## Vorliegender Text
Ich glaube, die Kirche hat als Arbeitgeberin viel zu bieten, gerade auch in ihren seelsorglichen Aufgaben: selbstverantwortliche Aufgaben, eine große Freiheit, sinnvolle und wichtige Aufgaben. Seelsorge ist am christlichen Glauben orientiertes und auf professioneller Kompetenz beruhendes helfendes Handeln. Menschen bei der Bewältigung ihres Lebenswegs beistehen, nah sein – das ist wichtig und wird auch in Zukunft weiterhin wichtig sein.

Worauf kommt es am meisten an, um in Zeiten von Großpfarreien, Priestermangel und zurückgehenden Gottesdienstbesucherzahlen Kirche zu sein?

(Datenauszüge)
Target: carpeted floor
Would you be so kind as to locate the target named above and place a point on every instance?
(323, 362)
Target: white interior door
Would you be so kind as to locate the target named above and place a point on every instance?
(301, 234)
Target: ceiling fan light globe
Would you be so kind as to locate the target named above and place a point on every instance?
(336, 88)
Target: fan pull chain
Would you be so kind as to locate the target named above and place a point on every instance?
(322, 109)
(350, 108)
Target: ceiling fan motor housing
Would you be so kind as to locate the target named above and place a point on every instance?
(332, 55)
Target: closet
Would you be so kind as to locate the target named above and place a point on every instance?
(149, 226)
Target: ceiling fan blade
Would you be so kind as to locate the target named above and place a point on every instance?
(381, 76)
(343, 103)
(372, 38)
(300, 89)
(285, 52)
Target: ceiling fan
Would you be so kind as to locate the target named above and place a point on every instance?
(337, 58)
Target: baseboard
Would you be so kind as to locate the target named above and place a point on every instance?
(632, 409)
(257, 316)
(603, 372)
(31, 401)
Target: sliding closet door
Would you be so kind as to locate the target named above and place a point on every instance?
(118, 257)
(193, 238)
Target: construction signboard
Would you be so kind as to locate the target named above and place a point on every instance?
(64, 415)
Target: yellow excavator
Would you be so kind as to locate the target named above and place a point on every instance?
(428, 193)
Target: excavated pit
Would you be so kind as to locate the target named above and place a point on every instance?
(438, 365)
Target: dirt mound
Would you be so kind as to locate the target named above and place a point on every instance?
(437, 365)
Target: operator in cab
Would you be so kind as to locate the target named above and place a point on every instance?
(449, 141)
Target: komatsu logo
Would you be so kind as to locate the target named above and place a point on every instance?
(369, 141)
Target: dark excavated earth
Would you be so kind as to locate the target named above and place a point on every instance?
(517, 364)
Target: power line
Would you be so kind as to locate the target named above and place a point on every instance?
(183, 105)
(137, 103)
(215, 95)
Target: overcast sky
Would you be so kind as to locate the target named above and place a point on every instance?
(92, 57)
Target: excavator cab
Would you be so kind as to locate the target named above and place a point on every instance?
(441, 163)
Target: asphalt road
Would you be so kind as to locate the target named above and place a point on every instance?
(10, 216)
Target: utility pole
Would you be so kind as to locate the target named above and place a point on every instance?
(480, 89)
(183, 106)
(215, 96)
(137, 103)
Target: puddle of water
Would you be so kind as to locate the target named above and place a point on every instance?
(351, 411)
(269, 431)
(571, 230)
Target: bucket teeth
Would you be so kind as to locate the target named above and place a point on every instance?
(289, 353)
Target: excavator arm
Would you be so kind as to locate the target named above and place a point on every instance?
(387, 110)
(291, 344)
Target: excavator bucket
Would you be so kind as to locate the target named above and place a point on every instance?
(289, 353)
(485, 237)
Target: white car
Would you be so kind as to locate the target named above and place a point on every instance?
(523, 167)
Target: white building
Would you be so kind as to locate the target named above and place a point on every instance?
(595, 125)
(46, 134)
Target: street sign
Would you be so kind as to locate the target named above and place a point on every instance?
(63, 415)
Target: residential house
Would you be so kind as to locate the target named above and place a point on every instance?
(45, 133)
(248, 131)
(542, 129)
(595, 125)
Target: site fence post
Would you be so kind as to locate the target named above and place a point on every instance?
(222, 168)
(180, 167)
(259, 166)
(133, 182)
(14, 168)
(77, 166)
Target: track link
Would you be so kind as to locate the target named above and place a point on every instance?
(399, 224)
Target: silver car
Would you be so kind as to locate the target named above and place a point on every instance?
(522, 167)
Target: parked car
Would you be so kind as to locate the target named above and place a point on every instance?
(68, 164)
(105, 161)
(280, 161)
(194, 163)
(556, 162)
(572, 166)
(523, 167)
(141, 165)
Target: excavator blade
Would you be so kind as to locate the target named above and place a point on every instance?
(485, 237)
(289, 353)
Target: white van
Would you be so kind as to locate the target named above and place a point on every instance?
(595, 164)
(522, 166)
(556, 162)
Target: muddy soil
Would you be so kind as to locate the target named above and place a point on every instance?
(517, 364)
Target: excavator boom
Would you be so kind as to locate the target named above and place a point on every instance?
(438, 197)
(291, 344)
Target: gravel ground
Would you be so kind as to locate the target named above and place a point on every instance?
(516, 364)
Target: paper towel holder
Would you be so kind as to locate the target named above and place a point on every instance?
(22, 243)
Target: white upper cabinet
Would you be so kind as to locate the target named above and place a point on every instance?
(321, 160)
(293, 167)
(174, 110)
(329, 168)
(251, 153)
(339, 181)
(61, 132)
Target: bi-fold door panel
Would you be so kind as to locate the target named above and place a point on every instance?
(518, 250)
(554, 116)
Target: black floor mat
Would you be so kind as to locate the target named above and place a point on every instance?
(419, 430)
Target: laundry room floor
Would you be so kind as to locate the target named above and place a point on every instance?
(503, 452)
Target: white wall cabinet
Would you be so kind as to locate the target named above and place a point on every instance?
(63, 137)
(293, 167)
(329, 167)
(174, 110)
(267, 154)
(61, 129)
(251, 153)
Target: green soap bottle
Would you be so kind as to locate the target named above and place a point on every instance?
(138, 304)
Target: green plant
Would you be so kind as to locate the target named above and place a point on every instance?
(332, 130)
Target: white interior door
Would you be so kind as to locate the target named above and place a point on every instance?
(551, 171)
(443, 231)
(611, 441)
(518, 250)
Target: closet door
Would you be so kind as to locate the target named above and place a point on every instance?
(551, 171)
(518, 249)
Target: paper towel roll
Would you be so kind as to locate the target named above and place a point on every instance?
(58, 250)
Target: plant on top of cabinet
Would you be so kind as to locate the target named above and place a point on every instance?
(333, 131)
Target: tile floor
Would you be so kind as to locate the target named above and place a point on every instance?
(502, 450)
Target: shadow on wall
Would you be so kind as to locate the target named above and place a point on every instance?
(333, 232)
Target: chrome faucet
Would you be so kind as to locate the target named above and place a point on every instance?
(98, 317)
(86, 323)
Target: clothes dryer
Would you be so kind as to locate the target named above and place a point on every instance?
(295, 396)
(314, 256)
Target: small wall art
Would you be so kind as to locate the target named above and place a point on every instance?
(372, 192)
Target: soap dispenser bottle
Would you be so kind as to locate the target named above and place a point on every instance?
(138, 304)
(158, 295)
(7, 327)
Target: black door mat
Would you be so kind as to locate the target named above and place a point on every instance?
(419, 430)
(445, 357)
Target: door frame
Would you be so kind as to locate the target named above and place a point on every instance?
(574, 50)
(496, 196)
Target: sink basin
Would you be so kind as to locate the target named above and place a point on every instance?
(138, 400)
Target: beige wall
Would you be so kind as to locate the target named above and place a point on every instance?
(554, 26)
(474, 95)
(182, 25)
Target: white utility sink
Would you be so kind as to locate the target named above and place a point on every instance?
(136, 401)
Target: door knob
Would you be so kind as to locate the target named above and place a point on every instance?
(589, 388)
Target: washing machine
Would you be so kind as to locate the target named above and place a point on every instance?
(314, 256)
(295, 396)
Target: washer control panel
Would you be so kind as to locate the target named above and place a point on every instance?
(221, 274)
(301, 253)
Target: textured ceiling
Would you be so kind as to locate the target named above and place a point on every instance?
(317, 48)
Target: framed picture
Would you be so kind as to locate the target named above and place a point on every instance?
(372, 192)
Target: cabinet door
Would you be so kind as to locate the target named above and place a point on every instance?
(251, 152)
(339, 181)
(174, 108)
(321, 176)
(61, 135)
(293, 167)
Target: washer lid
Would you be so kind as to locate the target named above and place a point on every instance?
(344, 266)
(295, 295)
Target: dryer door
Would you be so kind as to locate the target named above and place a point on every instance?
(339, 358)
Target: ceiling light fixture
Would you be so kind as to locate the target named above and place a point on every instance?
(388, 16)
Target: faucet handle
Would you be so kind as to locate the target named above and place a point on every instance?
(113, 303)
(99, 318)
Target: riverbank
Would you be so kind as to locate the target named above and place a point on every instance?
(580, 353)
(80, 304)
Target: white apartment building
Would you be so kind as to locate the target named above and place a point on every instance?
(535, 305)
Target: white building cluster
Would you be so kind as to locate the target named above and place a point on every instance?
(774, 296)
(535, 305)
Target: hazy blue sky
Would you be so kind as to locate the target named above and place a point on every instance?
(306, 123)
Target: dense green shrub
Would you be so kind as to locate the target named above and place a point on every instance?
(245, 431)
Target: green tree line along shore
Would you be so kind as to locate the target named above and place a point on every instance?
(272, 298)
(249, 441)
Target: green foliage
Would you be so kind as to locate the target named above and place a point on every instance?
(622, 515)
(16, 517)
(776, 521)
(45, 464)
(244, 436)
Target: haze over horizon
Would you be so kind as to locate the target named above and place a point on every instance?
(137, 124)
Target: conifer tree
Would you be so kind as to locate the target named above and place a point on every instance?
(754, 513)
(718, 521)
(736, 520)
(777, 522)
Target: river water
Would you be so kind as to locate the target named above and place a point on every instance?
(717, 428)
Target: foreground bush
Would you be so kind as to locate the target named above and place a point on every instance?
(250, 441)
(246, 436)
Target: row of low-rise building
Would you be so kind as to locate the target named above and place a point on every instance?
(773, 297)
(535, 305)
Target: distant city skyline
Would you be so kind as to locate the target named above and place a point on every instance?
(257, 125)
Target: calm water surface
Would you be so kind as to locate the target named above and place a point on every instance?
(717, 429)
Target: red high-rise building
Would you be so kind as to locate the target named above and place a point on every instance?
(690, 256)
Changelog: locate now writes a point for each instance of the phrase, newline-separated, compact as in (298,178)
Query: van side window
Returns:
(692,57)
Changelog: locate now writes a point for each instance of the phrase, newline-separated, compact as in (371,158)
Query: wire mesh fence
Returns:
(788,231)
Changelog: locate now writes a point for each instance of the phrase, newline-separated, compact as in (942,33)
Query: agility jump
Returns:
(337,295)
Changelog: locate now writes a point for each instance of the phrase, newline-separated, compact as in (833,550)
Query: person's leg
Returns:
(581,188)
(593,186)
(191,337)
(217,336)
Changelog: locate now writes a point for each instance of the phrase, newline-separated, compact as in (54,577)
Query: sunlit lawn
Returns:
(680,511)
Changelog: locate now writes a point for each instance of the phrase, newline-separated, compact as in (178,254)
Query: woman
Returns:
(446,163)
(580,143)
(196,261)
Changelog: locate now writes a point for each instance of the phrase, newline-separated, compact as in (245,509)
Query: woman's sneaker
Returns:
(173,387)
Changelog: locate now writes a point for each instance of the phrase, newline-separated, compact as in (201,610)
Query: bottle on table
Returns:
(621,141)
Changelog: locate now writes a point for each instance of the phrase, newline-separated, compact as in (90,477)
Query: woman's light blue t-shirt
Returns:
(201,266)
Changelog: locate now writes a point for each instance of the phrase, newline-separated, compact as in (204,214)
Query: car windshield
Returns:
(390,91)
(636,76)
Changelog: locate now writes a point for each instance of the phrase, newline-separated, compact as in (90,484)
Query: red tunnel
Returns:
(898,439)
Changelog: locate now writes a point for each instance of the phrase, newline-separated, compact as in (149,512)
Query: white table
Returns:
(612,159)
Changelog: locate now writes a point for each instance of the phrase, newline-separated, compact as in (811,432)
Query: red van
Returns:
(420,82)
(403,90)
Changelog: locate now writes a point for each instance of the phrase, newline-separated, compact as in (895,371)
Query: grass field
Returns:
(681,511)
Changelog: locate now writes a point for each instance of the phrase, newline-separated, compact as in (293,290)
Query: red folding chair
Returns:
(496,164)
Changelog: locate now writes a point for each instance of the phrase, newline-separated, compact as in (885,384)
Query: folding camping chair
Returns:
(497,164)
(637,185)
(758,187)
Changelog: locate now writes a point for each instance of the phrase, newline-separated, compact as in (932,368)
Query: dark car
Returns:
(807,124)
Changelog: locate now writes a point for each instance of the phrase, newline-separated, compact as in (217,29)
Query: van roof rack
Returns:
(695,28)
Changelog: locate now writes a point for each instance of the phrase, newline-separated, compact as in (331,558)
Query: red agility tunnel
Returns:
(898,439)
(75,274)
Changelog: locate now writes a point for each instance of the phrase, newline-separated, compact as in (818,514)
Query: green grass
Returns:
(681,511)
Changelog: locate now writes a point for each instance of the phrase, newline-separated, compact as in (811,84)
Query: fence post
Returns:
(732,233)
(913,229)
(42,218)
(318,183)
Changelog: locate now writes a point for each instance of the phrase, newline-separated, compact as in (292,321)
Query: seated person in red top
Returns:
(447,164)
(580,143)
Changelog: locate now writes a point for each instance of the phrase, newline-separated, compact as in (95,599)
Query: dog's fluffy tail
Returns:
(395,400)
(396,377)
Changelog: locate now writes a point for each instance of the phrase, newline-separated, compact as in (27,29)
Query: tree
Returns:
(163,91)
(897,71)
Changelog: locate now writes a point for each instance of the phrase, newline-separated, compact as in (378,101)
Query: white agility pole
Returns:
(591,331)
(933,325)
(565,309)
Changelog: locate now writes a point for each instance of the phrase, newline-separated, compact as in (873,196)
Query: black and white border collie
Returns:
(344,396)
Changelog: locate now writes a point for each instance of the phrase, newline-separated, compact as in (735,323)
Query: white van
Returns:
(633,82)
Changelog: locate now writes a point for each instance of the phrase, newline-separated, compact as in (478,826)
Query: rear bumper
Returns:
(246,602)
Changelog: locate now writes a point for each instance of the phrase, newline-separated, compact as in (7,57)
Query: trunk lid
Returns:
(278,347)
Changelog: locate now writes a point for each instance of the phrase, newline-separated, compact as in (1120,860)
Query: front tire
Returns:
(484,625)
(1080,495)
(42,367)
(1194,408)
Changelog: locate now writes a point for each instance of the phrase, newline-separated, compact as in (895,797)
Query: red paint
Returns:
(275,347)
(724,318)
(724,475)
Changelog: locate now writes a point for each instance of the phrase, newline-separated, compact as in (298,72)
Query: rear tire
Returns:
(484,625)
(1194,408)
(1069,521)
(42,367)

## Aufgabe 1
Prüfen Sie, ob die Aussagen (a), (b) und (c) mit dem Text über die Kirche als Arbeitgeberin übereinstimmen. Antworten Sie jeweils mit Ja oder Nein und zitieren Sie die entscheidenden Worte des Textes wörtlich.
(a) Seelsorge wird als helfendes Handeln beschrieben, das sich am christlichen Glauben orientiert.
(b) Menschen beizustehen wird in Zukunft weniger wichtig sein.
(c) Der Priestermangel wird erwähnt.
## Aufgabe 2
Nennen Sie alles, was die Kirche laut dem Text über die Kirche als Arbeitgeberin nach dem Doppelpunkt im ersten Satz zu bieten hat.
## Aufgabe 3
Schreiben Sie den Text über die Kirche als Arbeitgeberin nach der Frage am Schluss weiter.

## Antwort 1
(a) Ja: „Seelsorge ist am christlichen Glauben orientiertes und auf professioneller Kompetenz beruhendes helfendes Handeln.“
(b) Nein: „das ist wichtig und wird auch in Zukunft weiterhin wichtig sein.“
(c) Ja: „in Zeiten von Großpfarreien, Priestermangel und zurückgehenden Gottesdienstbesucherzahlen“

## Antwort 2
- selbstverantwortliche Aufgaben
- eine große Freiheit
- sinnvolle und wichtige Aufgaben

## Antwort 3
Die Relevanz des Glaubens finden und der eigenen Mutlosigkeit entgegentreten – das trifft aus meiner Sicht einen Aspekt, auf den es heute ankommt. Die Kirche befindet sich in einem starken Veränderungsprozess. Was sind die Zeichen der Zeit, welche Relevanz hat der Glaube im Leben? Das Leben in einer Großpfarrei ist eine große Herausforderung für den Pfarrer, die Pastoralreferentinnen und -referenten, das Seelsorgeteam, da gibt es nichts drum herum zu reden.

Ich sehe aber auch, dass noch nie so viele Menschen wie heute in der Kirche und in kirchlichen Einrichtungen engagiert und beschäftigt waren. Das ist eine große Chance. Vor Ort leisten Haupt- und Ehrenamtliche sehr viel und bringen Ideen ein, kümmern sich, erkennen Nöte der Menschen. Sie gestalten so die Kirche, das Gemeinwesen, ihre Einrichtungen und Orte mit. Ich glaube, dass viele Menschen sich einbringen möchten – die Kirche ist dafür ein wichtiger Ort und wird es auch zukünftig bleiben. Und ich glaube, dass viele Menschen die christliche Spiritualität für sich entdecken möchten.

Was bedeutet das konkret für Gemeinden?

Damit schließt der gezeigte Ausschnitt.